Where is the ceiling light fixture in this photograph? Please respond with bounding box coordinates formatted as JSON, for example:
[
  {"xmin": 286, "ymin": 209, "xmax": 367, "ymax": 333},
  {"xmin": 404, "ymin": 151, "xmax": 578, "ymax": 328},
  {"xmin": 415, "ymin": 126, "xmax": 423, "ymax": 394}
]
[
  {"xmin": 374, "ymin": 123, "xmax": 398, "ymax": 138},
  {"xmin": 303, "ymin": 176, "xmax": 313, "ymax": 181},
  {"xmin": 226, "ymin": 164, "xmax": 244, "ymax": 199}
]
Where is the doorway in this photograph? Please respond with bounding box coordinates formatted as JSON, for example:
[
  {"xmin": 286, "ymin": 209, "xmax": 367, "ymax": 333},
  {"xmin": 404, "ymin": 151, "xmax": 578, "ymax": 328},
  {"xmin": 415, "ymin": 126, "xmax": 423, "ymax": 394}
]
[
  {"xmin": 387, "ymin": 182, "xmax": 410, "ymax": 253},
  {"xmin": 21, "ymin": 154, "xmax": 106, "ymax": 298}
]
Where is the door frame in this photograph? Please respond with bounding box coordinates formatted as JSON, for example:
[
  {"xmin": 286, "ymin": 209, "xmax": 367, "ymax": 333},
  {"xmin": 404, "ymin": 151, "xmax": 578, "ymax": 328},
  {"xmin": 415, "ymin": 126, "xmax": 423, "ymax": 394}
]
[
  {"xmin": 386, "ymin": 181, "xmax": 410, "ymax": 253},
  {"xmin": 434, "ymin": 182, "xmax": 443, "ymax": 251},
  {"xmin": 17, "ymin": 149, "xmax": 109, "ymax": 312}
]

============================================================

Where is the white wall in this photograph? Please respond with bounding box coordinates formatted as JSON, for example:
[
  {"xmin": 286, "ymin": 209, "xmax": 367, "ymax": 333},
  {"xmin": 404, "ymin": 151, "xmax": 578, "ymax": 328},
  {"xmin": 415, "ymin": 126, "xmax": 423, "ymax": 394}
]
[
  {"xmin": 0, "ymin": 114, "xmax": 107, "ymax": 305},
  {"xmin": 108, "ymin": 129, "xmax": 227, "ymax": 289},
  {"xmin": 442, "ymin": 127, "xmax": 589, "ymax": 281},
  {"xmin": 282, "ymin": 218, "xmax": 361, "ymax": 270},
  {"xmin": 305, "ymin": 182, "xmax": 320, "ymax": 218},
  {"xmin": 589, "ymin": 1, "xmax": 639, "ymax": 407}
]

============================================================

What you have to do:
Apply a filter for "example" to the entries and show each line that passes.

Result for this exercise:
Where is the ceiling light fixture in this photograph? Please respond with bounding box coordinates formatted as JSON, for example:
Where is the doorway in this photograph? Please respond with bounding box coordinates formatted as JSON, for example:
Where is the door frame in this photograph? Please respond with bounding box coordinates formatted as JSON, for example:
Where is the white wall in this photograph? Please respond with bounding box coordinates formatted as JSON, for example:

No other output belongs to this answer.